### Kutipan Bacaan

Ticker

6/recent/ticker-posts

Header Ads Widget

Responsive Advertisement

SEKOLAH YANG TIDAK BERMUTU = SUMBER KREATIVITAS


Arundati Shinta
Fakultas Psikologi 


Suasana pelajaran di kelas (Foto : Elisa)
Betapa tidak menyenangkannya bersekolah di lingkungan yang budaya akademiknya tidak berjalan sementereng seperti di Harvard University Amerika Serikat. Apa saja ‘dosa-dosa’ dari sekolah kami ini? Daftar ‘dosanya’ ternyata sangat banyak antara lain:
Ø  Dosennya tidak bermutu, tidak ada yang bergelar profesor, bahkan yang bergelar doktor pun diragukan keahliannya (mungkin ijasahnya aspal, asli tapi palsu), dosen bergelar master pun juga tidak piawai ilmunya. Apalagi dosen yang hanya lulusan S1, sangat tidak berpengalaman. Metode mengajar dosen sangat lucu yaitu dengan sistem dikte, sehingga mahasiswa dianggap sebagai murid-murid SMA. Para dosen nampak seperti tidak percaya diri, bahkan nampak seperti pesakitan saja. Kalau mengajar, keringatnya bercucuran sebesar butir jagung. Sungguh tidak profesional kerja mereka. Dosen kadang kala menerapkan peraturan yang aneh dan lucu yaitu mahasiswa tidak boleh terlambat masuk ruang kuliah. Ironisnya, dosen itu justru sering terlambat.

### Petunjuk Pengerjaan
Menurut kutipan bacaan tentang sekolah yang tidak bermutu, dengan metode apa para dosen mengajar?

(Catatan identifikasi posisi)

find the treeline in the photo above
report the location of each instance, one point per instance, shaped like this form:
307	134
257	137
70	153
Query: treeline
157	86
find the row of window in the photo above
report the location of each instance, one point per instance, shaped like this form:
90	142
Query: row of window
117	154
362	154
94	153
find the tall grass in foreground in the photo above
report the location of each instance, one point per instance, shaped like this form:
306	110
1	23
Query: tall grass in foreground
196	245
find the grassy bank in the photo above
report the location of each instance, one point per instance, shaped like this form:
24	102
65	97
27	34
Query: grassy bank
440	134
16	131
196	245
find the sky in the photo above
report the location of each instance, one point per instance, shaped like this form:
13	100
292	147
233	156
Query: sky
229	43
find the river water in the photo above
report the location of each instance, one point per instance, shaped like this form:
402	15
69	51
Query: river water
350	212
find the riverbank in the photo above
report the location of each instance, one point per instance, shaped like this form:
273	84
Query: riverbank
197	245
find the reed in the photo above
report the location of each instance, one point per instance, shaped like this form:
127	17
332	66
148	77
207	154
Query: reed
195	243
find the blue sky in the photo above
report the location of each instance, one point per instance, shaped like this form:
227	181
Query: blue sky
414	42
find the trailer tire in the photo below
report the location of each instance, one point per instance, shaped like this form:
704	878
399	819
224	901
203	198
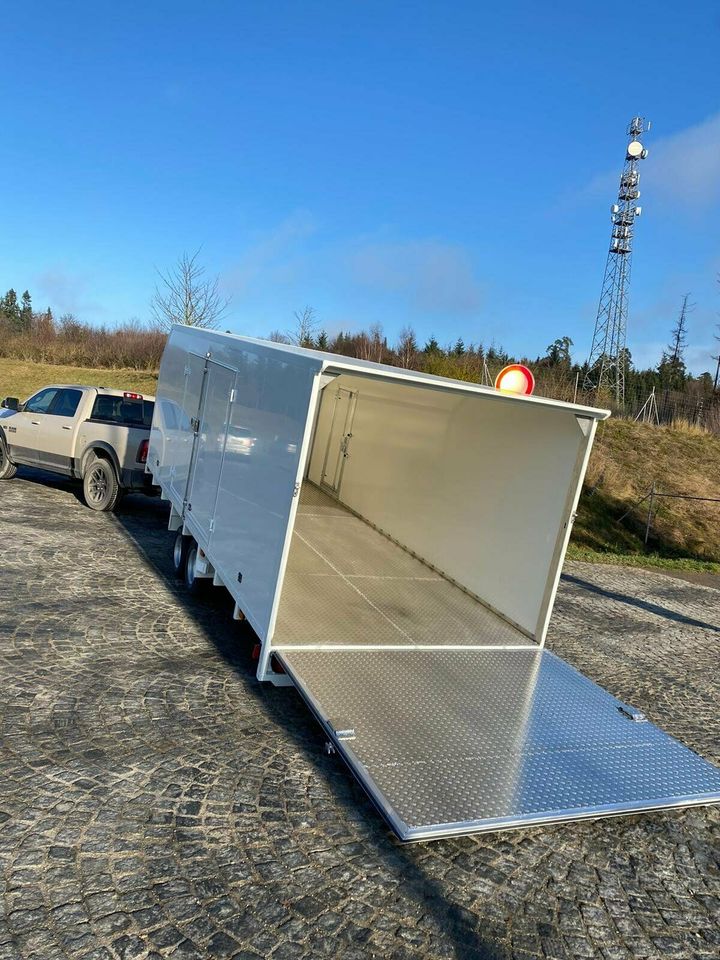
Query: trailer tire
7	467
194	584
180	552
101	488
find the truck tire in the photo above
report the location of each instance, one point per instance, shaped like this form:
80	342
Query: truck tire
7	467
180	551
196	585
101	488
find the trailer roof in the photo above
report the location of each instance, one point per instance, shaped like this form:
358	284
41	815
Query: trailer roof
339	363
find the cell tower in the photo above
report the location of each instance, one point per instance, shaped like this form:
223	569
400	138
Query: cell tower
606	363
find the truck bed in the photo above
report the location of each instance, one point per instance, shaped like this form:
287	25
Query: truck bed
347	585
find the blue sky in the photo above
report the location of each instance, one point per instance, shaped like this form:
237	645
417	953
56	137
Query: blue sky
444	165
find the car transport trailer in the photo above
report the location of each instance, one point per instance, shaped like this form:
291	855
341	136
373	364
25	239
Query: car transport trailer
395	540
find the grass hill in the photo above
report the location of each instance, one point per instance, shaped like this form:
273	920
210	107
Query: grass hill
21	378
626	458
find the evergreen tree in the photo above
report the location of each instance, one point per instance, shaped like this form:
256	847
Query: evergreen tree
26	311
672	369
10	308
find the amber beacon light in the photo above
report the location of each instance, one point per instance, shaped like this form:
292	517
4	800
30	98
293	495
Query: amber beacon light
515	379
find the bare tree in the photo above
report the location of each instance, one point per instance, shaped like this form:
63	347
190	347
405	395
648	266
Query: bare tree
306	323
717	368
407	348
185	295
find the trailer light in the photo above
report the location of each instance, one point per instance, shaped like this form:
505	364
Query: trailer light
515	378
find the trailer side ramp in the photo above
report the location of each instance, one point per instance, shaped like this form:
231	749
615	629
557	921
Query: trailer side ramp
464	741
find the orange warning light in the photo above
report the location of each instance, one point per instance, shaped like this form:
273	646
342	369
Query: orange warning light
515	379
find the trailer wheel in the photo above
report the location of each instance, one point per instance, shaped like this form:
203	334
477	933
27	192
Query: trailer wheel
101	489
7	467
194	583
180	551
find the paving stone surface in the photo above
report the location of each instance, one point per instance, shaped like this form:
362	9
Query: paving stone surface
156	801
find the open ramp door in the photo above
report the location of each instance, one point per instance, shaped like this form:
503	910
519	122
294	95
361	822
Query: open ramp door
448	742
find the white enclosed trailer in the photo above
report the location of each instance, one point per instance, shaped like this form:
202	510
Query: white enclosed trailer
396	540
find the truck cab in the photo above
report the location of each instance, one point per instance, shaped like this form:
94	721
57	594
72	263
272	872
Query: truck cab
93	434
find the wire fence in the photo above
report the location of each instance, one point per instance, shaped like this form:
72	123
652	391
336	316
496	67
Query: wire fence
651	498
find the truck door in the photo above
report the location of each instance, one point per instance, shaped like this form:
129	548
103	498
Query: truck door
336	452
56	432
23	429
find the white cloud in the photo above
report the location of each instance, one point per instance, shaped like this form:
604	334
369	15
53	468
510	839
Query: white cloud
65	292
431	276
270	252
686	165
682	169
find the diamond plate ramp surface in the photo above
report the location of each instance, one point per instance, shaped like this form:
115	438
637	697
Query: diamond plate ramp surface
463	741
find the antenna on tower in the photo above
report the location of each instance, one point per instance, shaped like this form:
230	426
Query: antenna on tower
608	355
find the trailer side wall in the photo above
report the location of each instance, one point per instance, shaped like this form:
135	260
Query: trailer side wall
248	453
475	485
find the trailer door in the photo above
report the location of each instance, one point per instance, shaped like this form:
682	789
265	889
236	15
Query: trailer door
450	742
212	428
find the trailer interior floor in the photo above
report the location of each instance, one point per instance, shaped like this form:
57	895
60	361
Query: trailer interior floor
348	585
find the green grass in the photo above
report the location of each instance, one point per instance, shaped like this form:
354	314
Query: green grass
635	559
21	378
626	459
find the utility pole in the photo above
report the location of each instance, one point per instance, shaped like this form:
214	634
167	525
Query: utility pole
608	358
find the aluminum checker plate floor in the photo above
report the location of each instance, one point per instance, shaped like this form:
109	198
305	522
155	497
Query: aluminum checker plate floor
346	584
464	741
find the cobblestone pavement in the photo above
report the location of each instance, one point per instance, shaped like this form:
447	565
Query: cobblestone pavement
155	801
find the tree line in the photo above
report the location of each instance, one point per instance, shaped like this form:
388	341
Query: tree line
184	294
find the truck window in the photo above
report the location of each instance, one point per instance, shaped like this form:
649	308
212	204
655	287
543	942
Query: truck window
130	413
66	403
41	402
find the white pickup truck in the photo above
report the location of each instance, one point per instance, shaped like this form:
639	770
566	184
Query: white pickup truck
96	435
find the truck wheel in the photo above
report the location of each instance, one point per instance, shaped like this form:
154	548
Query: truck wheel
180	551
101	489
7	467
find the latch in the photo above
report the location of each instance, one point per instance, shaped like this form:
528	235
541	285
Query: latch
632	713
342	730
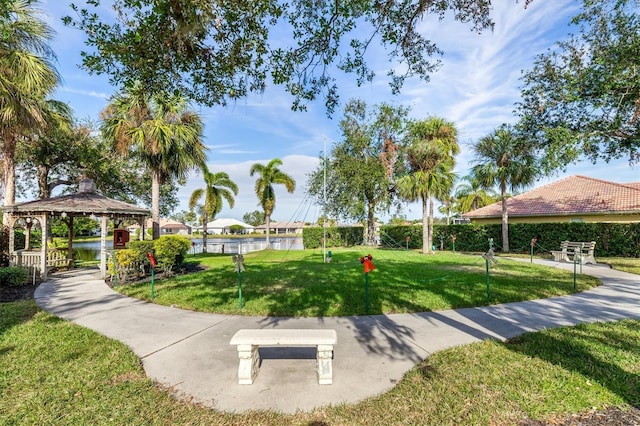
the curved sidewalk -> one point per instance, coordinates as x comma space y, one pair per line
190, 352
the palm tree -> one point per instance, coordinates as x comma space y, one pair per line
503, 160
447, 206
161, 131
471, 195
217, 186
27, 78
270, 175
431, 159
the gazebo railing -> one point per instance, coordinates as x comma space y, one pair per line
30, 259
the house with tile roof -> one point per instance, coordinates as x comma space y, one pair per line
167, 227
572, 199
282, 227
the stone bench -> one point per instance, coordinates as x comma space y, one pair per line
249, 340
581, 251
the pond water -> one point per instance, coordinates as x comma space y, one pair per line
90, 250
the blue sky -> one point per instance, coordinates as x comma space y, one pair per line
476, 88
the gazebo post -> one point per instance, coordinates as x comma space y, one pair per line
11, 222
43, 255
70, 238
103, 247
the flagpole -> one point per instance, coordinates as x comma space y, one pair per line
324, 222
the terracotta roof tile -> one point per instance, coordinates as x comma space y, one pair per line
571, 195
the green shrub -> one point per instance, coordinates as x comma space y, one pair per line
13, 276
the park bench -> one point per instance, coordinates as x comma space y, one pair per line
582, 252
249, 340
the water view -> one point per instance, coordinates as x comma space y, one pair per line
90, 250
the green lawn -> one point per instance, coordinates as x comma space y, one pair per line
298, 283
55, 372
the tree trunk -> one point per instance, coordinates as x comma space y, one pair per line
205, 219
505, 218
371, 224
431, 225
43, 188
425, 226
8, 174
155, 205
267, 217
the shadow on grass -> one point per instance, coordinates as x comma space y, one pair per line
603, 353
16, 313
300, 284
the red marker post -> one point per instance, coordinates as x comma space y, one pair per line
368, 267
153, 262
533, 245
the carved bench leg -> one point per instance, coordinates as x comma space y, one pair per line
249, 364
325, 370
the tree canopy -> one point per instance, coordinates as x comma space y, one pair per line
219, 51
361, 169
583, 96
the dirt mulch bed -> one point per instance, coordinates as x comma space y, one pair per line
14, 294
609, 417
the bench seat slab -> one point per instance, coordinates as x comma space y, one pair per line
248, 342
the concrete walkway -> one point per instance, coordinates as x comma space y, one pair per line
190, 351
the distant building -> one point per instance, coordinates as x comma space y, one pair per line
167, 227
282, 227
223, 226
572, 199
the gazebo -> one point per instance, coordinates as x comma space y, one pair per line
84, 203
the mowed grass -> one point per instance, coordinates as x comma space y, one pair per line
55, 372
298, 283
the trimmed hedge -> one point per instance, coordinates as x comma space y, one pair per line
132, 262
346, 236
612, 239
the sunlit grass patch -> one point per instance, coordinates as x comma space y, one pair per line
298, 283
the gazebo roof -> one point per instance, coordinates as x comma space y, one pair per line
84, 202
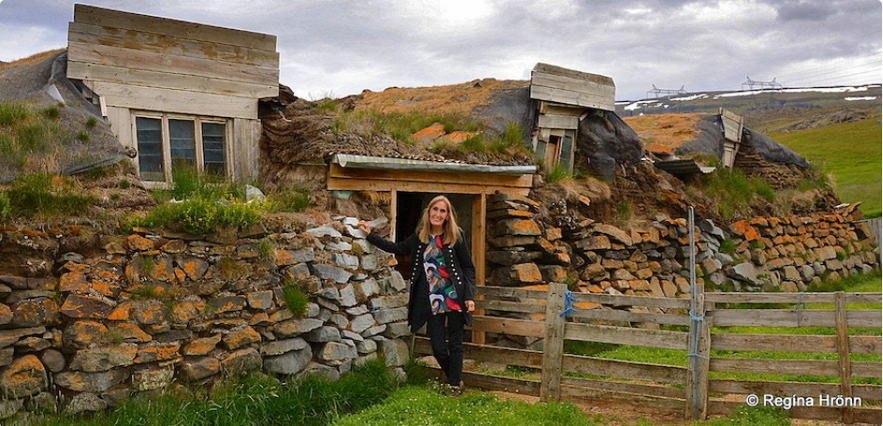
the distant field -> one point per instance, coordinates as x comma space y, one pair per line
851, 153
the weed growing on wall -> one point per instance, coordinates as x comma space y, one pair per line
735, 192
44, 195
295, 298
199, 203
557, 174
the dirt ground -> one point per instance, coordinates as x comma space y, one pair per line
621, 414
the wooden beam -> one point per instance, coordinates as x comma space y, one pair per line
758, 387
617, 300
843, 353
626, 369
409, 186
132, 76
510, 326
791, 318
175, 101
181, 29
171, 64
159, 43
572, 98
496, 292
553, 344
479, 250
436, 178
774, 343
558, 121
795, 298
393, 213
626, 316
626, 336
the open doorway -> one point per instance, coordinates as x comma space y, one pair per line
409, 207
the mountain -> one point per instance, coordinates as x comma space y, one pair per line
747, 101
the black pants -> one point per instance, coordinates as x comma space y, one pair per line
447, 349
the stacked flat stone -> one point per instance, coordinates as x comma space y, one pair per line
136, 313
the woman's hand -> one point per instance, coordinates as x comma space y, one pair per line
364, 227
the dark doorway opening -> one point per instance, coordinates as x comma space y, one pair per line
409, 207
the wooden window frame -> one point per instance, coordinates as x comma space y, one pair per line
199, 157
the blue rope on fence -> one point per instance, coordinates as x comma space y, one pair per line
800, 306
568, 304
695, 349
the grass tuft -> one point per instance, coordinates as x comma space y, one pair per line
735, 193
295, 298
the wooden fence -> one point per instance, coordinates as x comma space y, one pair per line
712, 353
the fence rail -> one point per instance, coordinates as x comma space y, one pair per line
705, 386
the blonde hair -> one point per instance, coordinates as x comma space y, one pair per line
451, 230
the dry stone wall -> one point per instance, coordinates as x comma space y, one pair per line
81, 330
772, 254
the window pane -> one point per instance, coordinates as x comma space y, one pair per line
213, 148
183, 142
150, 161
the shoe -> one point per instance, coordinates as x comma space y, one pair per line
456, 391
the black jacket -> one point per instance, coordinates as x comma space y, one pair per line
458, 260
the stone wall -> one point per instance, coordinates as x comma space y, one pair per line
82, 329
779, 254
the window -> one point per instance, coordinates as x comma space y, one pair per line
166, 140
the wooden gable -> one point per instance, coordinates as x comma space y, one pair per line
568, 87
144, 62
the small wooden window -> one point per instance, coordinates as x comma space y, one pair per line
150, 149
165, 140
213, 148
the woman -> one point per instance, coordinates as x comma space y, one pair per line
442, 283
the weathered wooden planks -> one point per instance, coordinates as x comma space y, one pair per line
192, 83
514, 327
745, 387
625, 316
563, 86
148, 63
172, 65
349, 179
730, 297
167, 44
626, 336
168, 100
650, 302
791, 318
625, 369
180, 29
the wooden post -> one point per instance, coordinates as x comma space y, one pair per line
553, 345
393, 209
479, 250
699, 342
699, 350
843, 353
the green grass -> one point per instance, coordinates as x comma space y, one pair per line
288, 200
254, 399
422, 405
30, 138
400, 125
295, 298
735, 193
850, 152
863, 283
43, 195
208, 201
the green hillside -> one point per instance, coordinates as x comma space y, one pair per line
850, 153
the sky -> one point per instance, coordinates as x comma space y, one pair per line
336, 48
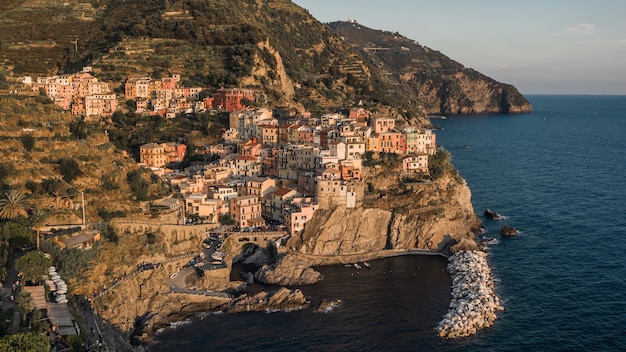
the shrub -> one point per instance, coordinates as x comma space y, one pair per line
28, 141
70, 169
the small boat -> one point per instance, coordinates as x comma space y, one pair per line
490, 214
217, 256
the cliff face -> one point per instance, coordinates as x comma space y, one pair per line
429, 216
430, 79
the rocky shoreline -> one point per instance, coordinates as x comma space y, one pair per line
473, 304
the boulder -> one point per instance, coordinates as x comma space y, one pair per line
490, 214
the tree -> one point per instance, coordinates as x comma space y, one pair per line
70, 169
13, 205
33, 266
28, 141
24, 342
225, 219
37, 220
16, 233
24, 304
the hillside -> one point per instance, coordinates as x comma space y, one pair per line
273, 46
428, 77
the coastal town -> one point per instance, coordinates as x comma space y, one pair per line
260, 183
266, 170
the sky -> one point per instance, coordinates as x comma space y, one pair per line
539, 46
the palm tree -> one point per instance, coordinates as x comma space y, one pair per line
24, 303
13, 205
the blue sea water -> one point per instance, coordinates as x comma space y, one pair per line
558, 175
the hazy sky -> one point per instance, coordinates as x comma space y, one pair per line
539, 46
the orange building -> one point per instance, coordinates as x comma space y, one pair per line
246, 211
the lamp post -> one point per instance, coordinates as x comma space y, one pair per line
82, 195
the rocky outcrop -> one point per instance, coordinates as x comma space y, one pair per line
283, 299
474, 303
439, 84
341, 231
430, 216
508, 231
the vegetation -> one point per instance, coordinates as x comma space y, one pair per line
71, 263
69, 169
33, 266
28, 141
146, 186
24, 342
13, 205
16, 234
440, 164
226, 219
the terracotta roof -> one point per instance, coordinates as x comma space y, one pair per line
283, 191
246, 157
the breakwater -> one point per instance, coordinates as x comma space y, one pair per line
473, 303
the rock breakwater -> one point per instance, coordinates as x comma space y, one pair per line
473, 304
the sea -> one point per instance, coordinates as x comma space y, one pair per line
558, 175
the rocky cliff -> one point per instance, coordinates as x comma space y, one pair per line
429, 78
437, 217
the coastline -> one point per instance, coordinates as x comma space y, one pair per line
459, 288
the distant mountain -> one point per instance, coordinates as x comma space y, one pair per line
273, 46
428, 77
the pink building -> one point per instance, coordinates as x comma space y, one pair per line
415, 163
246, 211
380, 125
297, 213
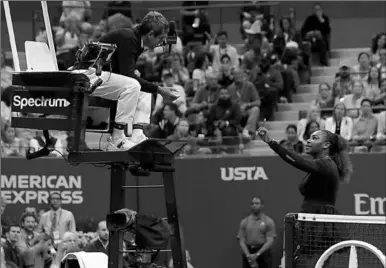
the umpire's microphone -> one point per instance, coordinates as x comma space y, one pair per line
172, 34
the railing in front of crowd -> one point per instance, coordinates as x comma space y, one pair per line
216, 17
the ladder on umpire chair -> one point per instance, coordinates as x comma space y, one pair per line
149, 156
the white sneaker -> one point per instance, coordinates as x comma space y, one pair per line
123, 144
139, 139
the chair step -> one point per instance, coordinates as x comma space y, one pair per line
287, 115
279, 125
304, 97
324, 71
347, 52
322, 79
293, 106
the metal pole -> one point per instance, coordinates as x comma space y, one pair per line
11, 34
50, 38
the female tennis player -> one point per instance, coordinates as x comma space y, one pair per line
329, 165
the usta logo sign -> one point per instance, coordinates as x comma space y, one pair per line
243, 173
21, 102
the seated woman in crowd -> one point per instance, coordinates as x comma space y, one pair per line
381, 99
10, 144
313, 115
339, 123
201, 65
365, 126
324, 99
361, 70
353, 101
379, 42
292, 142
372, 90
311, 127
382, 63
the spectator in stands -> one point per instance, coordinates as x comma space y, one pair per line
57, 221
285, 33
194, 22
353, 101
365, 126
10, 144
225, 73
224, 118
201, 65
310, 128
292, 142
339, 123
168, 80
168, 124
268, 82
179, 71
101, 243
379, 42
381, 99
118, 21
28, 223
252, 57
67, 35
382, 63
343, 83
39, 141
6, 73
317, 30
223, 50
118, 7
324, 98
245, 94
81, 10
372, 90
312, 115
381, 130
206, 96
13, 254
361, 70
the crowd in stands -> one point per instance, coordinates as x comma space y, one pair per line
40, 239
225, 93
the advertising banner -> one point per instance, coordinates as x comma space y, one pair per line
213, 194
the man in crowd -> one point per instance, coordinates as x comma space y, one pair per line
256, 235
223, 48
28, 223
317, 29
12, 252
57, 220
269, 83
207, 96
365, 126
342, 84
224, 118
101, 243
245, 94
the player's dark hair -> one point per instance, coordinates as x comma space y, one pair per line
27, 214
339, 154
154, 21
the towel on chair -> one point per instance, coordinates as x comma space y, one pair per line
86, 260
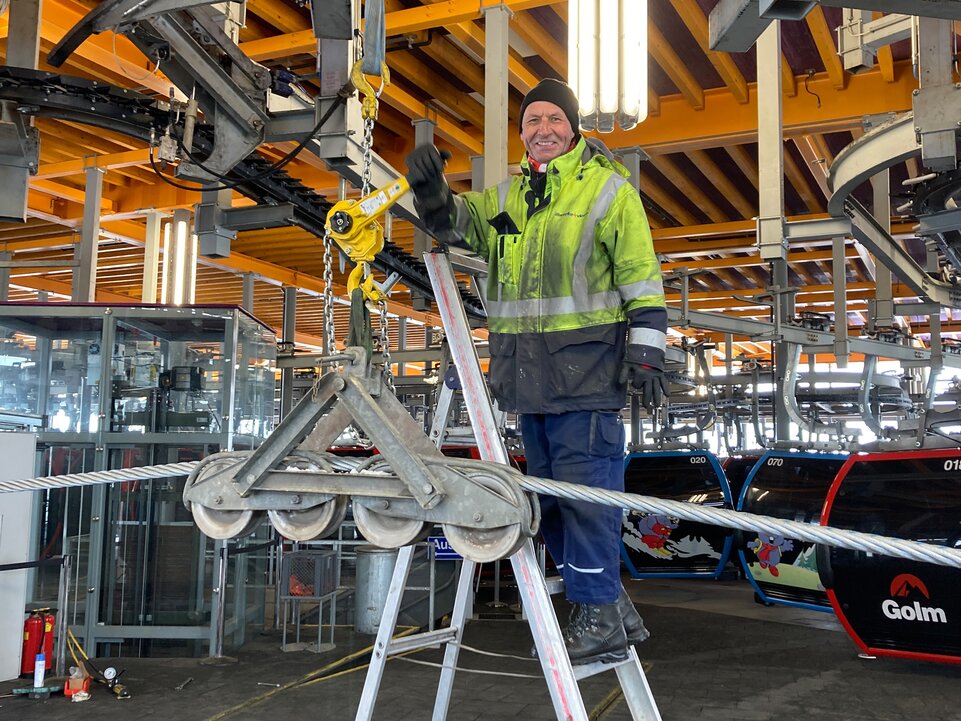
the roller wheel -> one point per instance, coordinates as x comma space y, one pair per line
388, 531
483, 545
222, 525
310, 523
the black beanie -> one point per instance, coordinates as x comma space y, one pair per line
557, 92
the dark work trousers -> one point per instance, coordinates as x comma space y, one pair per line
587, 448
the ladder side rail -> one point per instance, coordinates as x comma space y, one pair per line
561, 682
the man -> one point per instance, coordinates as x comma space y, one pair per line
576, 315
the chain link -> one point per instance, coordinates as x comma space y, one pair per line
330, 340
385, 345
368, 148
384, 336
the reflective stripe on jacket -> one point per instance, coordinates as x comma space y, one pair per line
563, 280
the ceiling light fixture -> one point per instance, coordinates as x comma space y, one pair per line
607, 62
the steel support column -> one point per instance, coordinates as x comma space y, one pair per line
770, 223
883, 311
5, 257
84, 286
423, 135
290, 332
839, 271
248, 293
496, 19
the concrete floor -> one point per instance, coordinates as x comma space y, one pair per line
714, 654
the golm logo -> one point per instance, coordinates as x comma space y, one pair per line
902, 587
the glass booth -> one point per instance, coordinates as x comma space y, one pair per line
109, 387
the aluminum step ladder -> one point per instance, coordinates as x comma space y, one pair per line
560, 675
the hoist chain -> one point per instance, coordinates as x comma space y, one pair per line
385, 345
330, 338
384, 336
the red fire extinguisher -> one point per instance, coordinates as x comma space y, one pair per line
37, 638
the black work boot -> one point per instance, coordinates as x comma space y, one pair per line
633, 623
595, 633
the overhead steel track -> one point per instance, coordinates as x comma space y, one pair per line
63, 97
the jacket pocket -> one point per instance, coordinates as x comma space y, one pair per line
583, 363
502, 372
508, 258
607, 434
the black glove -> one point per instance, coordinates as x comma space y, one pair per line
433, 199
649, 383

### Jawaban
Para dosen mengajar dengan sistem dikte.